== WHAT YOU ARE ASKED TO DO ==
Reproduce each record exactly, leaving nothing out.

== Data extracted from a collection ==
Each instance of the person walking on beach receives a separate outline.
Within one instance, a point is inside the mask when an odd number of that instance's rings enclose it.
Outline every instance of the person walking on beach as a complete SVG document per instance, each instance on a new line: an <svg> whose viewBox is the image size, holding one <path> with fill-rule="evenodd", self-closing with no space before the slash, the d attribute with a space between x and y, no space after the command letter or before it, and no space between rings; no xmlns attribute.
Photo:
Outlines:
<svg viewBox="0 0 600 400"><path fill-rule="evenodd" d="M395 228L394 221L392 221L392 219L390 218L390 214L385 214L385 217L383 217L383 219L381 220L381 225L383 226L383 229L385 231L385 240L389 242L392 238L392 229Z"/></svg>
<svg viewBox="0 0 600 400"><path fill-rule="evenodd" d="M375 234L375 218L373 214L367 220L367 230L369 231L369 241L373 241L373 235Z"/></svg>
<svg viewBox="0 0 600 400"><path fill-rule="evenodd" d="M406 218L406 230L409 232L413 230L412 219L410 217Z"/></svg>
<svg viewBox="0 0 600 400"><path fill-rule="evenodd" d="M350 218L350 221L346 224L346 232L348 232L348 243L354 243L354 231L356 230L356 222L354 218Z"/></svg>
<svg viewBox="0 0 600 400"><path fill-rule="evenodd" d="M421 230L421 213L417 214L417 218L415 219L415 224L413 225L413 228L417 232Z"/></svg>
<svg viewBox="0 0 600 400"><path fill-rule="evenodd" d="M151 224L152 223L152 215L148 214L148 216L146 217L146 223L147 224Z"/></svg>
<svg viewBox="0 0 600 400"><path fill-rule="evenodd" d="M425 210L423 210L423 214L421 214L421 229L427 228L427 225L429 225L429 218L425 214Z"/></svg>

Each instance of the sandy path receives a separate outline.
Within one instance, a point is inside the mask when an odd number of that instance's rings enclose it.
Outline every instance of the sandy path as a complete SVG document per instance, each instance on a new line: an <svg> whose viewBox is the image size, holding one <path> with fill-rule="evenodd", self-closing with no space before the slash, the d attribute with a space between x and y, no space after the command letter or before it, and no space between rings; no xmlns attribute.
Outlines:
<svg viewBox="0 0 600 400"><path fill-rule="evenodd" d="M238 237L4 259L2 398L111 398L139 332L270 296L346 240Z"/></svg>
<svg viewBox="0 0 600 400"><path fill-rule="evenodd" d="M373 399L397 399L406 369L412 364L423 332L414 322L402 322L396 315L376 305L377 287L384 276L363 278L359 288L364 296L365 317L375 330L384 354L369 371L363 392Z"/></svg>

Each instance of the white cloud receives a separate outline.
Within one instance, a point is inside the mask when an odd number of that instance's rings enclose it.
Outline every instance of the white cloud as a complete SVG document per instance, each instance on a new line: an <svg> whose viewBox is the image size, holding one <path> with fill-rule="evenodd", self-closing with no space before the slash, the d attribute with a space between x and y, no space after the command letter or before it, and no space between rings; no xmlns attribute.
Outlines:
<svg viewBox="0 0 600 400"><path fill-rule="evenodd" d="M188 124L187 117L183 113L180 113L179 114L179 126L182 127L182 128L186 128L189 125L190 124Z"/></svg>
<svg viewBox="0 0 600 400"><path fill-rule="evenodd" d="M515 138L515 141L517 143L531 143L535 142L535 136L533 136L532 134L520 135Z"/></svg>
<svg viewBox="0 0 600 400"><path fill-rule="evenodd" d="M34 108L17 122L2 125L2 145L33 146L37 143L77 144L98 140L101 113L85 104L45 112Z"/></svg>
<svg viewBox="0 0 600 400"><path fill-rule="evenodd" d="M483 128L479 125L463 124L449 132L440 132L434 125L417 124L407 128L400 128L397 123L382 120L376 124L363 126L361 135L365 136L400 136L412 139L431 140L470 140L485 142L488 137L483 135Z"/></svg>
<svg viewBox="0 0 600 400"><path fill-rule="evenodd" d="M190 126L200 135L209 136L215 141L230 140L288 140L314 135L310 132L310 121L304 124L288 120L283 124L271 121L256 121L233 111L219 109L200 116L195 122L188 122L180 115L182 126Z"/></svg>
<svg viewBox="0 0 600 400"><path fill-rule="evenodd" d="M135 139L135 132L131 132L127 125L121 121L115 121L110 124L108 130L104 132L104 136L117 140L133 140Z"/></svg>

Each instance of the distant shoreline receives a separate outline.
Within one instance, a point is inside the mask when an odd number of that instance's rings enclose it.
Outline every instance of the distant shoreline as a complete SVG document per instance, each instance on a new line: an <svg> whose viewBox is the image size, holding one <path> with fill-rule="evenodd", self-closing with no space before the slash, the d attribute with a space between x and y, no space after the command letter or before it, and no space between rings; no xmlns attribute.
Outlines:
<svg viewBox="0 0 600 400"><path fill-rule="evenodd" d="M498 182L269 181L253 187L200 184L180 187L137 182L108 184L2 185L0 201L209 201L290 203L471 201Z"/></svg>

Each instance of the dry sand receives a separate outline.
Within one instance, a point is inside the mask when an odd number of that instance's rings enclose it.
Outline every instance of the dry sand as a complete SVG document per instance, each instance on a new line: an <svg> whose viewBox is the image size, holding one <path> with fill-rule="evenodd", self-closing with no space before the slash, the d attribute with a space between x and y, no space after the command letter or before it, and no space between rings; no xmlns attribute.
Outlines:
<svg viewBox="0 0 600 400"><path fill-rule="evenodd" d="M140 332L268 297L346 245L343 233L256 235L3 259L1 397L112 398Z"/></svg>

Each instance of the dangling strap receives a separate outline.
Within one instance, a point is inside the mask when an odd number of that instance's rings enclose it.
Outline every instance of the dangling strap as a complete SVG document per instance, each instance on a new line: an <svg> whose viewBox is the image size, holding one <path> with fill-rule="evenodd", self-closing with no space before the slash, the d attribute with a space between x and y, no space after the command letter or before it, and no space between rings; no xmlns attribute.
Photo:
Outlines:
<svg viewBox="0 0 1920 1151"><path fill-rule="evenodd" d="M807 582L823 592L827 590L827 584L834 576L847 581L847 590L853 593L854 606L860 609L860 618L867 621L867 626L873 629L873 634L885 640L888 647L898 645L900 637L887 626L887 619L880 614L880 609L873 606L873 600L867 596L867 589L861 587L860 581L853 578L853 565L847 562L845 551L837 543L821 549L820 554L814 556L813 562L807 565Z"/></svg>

== WRITTEN ANSWER ==
Each instance of the person walking on beach receives a separate outline.
Within one instance, a point is inside the mask when an odd number of that instance's rings enclose it.
Outline every instance of the person walking on beach as a complete SVG document per instance, each instance on a new line: an <svg> whose viewBox is the image size, holding one <path> with fill-rule="evenodd", self-closing with no space before the slash, the d attribute with a space between x and y, no space after the command letter or before it, and no space between rings; no xmlns attribute.
Photo:
Outlines:
<svg viewBox="0 0 600 400"><path fill-rule="evenodd" d="M395 228L394 221L392 221L392 219L390 218L390 214L385 214L385 217L383 217L383 219L381 220L381 225L383 226L383 229L385 231L385 240L389 242L392 238L392 229Z"/></svg>
<svg viewBox="0 0 600 400"><path fill-rule="evenodd" d="M375 234L375 218L373 214L367 220L367 230L369 231L369 241L373 241L373 235Z"/></svg>
<svg viewBox="0 0 600 400"><path fill-rule="evenodd" d="M406 218L406 230L409 232L413 230L412 219L410 217Z"/></svg>
<svg viewBox="0 0 600 400"><path fill-rule="evenodd" d="M350 218L350 221L346 224L346 232L348 232L348 243L354 243L354 231L356 230L356 222L354 218Z"/></svg>
<svg viewBox="0 0 600 400"><path fill-rule="evenodd" d="M421 230L421 213L417 214L417 218L415 219L415 224L413 225L413 228L417 232Z"/></svg>
<svg viewBox="0 0 600 400"><path fill-rule="evenodd" d="M151 224L152 223L152 215L148 214L148 216L146 217L146 223L147 224Z"/></svg>
<svg viewBox="0 0 600 400"><path fill-rule="evenodd" d="M425 210L423 210L423 214L421 214L421 229L427 228L427 225L429 225L429 218L425 214Z"/></svg>

Each instance of the sandy path receives a separate outline.
Within one instance, a point is inside the mask when an odd number of that instance's rings enclose it.
Outline every instance of the sandy path as a complete SVG document per instance, each instance on a new line: an <svg> whose viewBox is the image size, holding one <path> with fill-rule="evenodd", self-closing with no space before the slash, the d attribute with a space between x and y, no space after the command letter or before it, and no space between rings; no xmlns attribute.
Outlines:
<svg viewBox="0 0 600 400"><path fill-rule="evenodd" d="M238 237L4 259L2 398L111 398L139 332L270 296L346 240Z"/></svg>
<svg viewBox="0 0 600 400"><path fill-rule="evenodd" d="M373 399L397 399L406 369L412 364L423 332L414 322L402 322L396 315L376 305L377 287L384 276L363 278L359 288L364 296L365 317L375 330L384 354L369 371L363 392Z"/></svg>

Each instance of the white cloud receives a separate outline.
Within one instance, a point is inside the mask when an odd number of that instance's rings enclose it.
Outline every instance of the white cloud as a complete SVG document per instance, each instance on a new line: an <svg> whose viewBox is the image size, holding one <path> with fill-rule="evenodd", self-closing with no space before the slash, the d attribute with a space between x and y, no space after the command letter or before it, and no space between rings; no xmlns attribute.
Outlines:
<svg viewBox="0 0 600 400"><path fill-rule="evenodd" d="M188 124L187 117L183 113L180 113L179 114L179 126L182 127L182 128L186 128L189 125L190 124Z"/></svg>
<svg viewBox="0 0 600 400"><path fill-rule="evenodd" d="M515 138L515 141L517 143L531 143L535 142L535 136L533 136L532 134L520 135Z"/></svg>
<svg viewBox="0 0 600 400"><path fill-rule="evenodd" d="M34 108L17 122L2 125L2 145L33 146L37 143L77 144L98 140L101 113L85 104L45 112Z"/></svg>
<svg viewBox="0 0 600 400"><path fill-rule="evenodd" d="M483 128L479 125L463 124L449 132L440 132L434 125L417 124L407 128L400 128L397 123L382 120L376 124L363 126L361 135L365 136L400 136L412 139L431 140L470 140L485 142L488 137L483 135Z"/></svg>
<svg viewBox="0 0 600 400"><path fill-rule="evenodd" d="M190 126L200 135L209 136L215 141L230 140L288 140L314 135L310 132L310 121L304 124L288 120L283 124L271 121L256 121L233 111L219 109L200 116L195 122L188 122L180 115L182 126Z"/></svg>
<svg viewBox="0 0 600 400"><path fill-rule="evenodd" d="M135 139L135 132L131 132L127 125L121 121L115 121L110 124L108 130L104 132L104 136L117 140L133 140Z"/></svg>

Each instance of the distant shoreline receives a separate outline.
Within one instance, a point is inside the mask when an odd number of that instance's rings enclose it.
Outline every instance of the distant shoreline as a complete SVG document per instance, each instance on a new line: an <svg> whose viewBox is the image size, holding one <path> with fill-rule="evenodd", self-closing with no space before the slash, the d attribute with a space between x and y, no space after the command letter or before it, and no space between rings; no xmlns attribute.
Outlines:
<svg viewBox="0 0 600 400"><path fill-rule="evenodd" d="M498 182L269 181L253 187L200 184L180 187L137 182L108 184L2 185L0 201L209 201L290 203L471 201Z"/></svg>

Each instance of the dry sand receives a separate outline.
Within one instance, a point is inside the mask when an odd number of that instance's rings enclose it.
Outline every instance of the dry sand as a complete SVG document per instance, each instance on a new line: an <svg> whose viewBox is the image size, holding one <path> with fill-rule="evenodd", self-closing with no space before the slash, the d attribute with a space between x and y, no space after the command letter or before it, and no space between rings; no xmlns attribute.
Outlines:
<svg viewBox="0 0 600 400"><path fill-rule="evenodd" d="M140 332L268 297L346 245L343 233L256 235L3 259L1 397L112 398Z"/></svg>

Each instance of the dangling strap receives a separate outline.
Within one instance, a point is inside the mask when an odd number of that instance's rings enclose it.
Outline every instance of the dangling strap as a complete SVG document per instance, each instance on a new line: an <svg> whose viewBox is the image size, holding one <path> with fill-rule="evenodd", self-closing with no space before the slash, the d attribute with a space between x and y, no space after the command letter or before it, and no space between rings; no xmlns attribute.
Photo:
Outlines:
<svg viewBox="0 0 1920 1151"><path fill-rule="evenodd" d="M807 582L823 592L827 590L827 584L834 576L847 581L847 590L853 593L854 606L860 609L860 618L867 621L867 626L873 629L873 634L885 640L888 647L898 645L900 637L887 626L887 619L880 614L880 609L873 606L873 600L867 596L867 589L861 587L860 581L853 578L853 565L847 562L845 551L837 543L821 549L820 554L814 556L813 562L807 565Z"/></svg>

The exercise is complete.